> [Schriftliche Aufgabe A] Kannst du die Einträge von der Zeile mit „Where can you spot the stone“ bis zum Ende der Einträge, beide Enden eingeschlossen, als nummerierte Liste ohne Leerzeilen formatieren?

> [Lesetext]

+ + + +

Ich bitte zu entschuldigen, dass Sie den Opening Film nicht ganz sehen konnten. Das war schon der erste Beitrag zum Energiesparen. Aber wir werden die andere Hälfte im Laufe des Tages noch zeigen.

Meine sehr verehrten Damen und Herren,

“Change is on the horizon, but to see that change we also have to change ourselves.”

Ich glaube, es ist das erste Mal, dass ich eine Rede mit einem Zitat beginne – aber nicht von einem großen Philosophen, einer preisgekrönten Wissenschaftlerin oder einem beeindruckenden Politiker, nein. Sondern von einer 16-jährigen Schülerin, Greta Thunberg.

Seit Wochen lassen Freitag für Freitag junge Menschen an unzähligen Orten auf der ganzen Welt, uns, die Verantwortlichen, relativ alt aussehen. Sie fordern uns auf, mehr für den Klimaschutz zu tun. Sie fordern uns auf, die Realitäten nicht nur anzuerkennen, sondern etwas zu ändern. Uns zu ändern. Es geht um unsere Existenz.

Klimapolitik ist längst nicht nur Umweltpolitik und spätestens seit #fridaysforfuture auch, wie wir festgestellt haben, ein gutes Stück Gesellschaftspolitik.

Sie ist Wirtschafts-, Gesundheits-, aber eben auch, und das wird immer deutlicher, auch für uns hier in diesem Haus, Sicherheits- und Außenpolitik.

Denn: Als Folge des Klimawandels treten Dürren, Waldbrände, Überschwemmungen und Extremwetterereignisse häufiger und mit höherer Intensität auf. An vielen Orten der Welt verlieren Menschen ihre Lebensgrundlage, sie müssen fliehen. Der Kampf um immer knapper werdende Ressourcen spitzt sich zu. In solchen Situationen steigt auch die Gefahr, das sehen wir leider viel zu häufig, die Gefahr gewalttätiger Konflikte. Der Klimawandel verstärkt Risiken, besonders in bereits fragilen Kontexten. Er bedroht den Frieden und die Stabilität ganzer Regionen auf der Welt.

+ + + +

> [Auszüge aus einem Pointing-Datensatz]

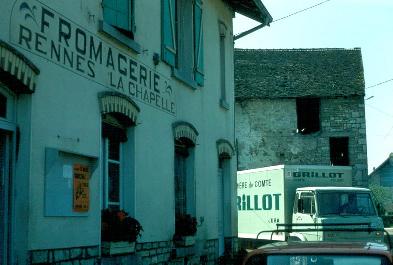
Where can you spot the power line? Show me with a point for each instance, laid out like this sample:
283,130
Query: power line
300,11
379,110
242,34
381,83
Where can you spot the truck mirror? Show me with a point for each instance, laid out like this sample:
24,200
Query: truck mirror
380,209
300,207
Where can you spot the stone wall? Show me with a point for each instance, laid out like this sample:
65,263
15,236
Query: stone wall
266,132
148,253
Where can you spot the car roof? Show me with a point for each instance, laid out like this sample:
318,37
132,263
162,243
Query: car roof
323,247
333,189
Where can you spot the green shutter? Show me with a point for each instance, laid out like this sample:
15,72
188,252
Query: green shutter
198,43
169,31
117,13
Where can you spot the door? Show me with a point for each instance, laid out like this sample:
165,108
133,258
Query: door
5,221
304,214
220,212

+ + + +

> [Schriftliche Aufgabe B] Kannst du die Rede über Klimapolitik und Sicherheit im Anschluss an ihren letzten Satz weiterschreiben?

> [Übungsergebnis A]
1. Where can you spot the stone wall? Show me with a point for each instance, laid out like this sample:
2. 65,263
3. 15,236
4. Query: stone wall
5. 266,132
6. 148,253
7. Where can you spot the car roof? Show me with a point for each instance, laid out like this sample:
8. 318,37
9. 132,263
10. 162,243
11. Query: car roof
12. 323,247
13. 333,189
14. Where can you spot the green shutter? Show me with a point for each instance, laid out like this sample:
15. 15,72
16. 188,252
17. Query: green shutter
18. 198,43
19. 169,31
20. 117,13
21. Where can you spot the door? Show me with a point for each instance, laid out like this sample:
22. 165,108
23. 133,258
24. Query: door
25. 5,221
26. 304,214
27. 220,212

> [Übungsergebnis B]
Deshalb haben wir die sicherheitspolitischen Folgen des Klimawandels zu einem Schwerpunktthema für unsere Mitgliedschaft im Sicherheitsrat der Vereinten Nationen in den nächsten zwei Jahren gemacht.

Hier arbeiten wir auch ganz besonders eng mit den „Kleinen Inselstaaten“ zusammen, für die der Klimawandel eine unmittelbare existenzielle Bedrohung darstellt.

Ich freue mich deshalb ganz besonders, meinen Kollegen Abdulla Shahid von den Malediven hier begrüßen zu können.

Meine Damen und Herren,
der Klimawandel beschäftigt auch uns auf den Reisen, die wir unternehmen. Vor einigen Wochen traf ich in Sierra Leone die Bürgermeisterin von Freetown, Yvonne Aki-Sawyerr. Sie hätte wirklich allen Grund zum Klagen. Denn die Stadt hat ein enormes Umweltproblem. Rund tausend Menschen starben vor etwa einem Jahr, als eine Schlammlawine Freetown überrollte.

Freetown ächzt unter riesigen Müllbergen. Und die Stromversorgung übernimmt ein dreckiges Schiff, ein schwimmendes Dieselkraftwerk, dessen Schlote den blauen Himmel schwärzen.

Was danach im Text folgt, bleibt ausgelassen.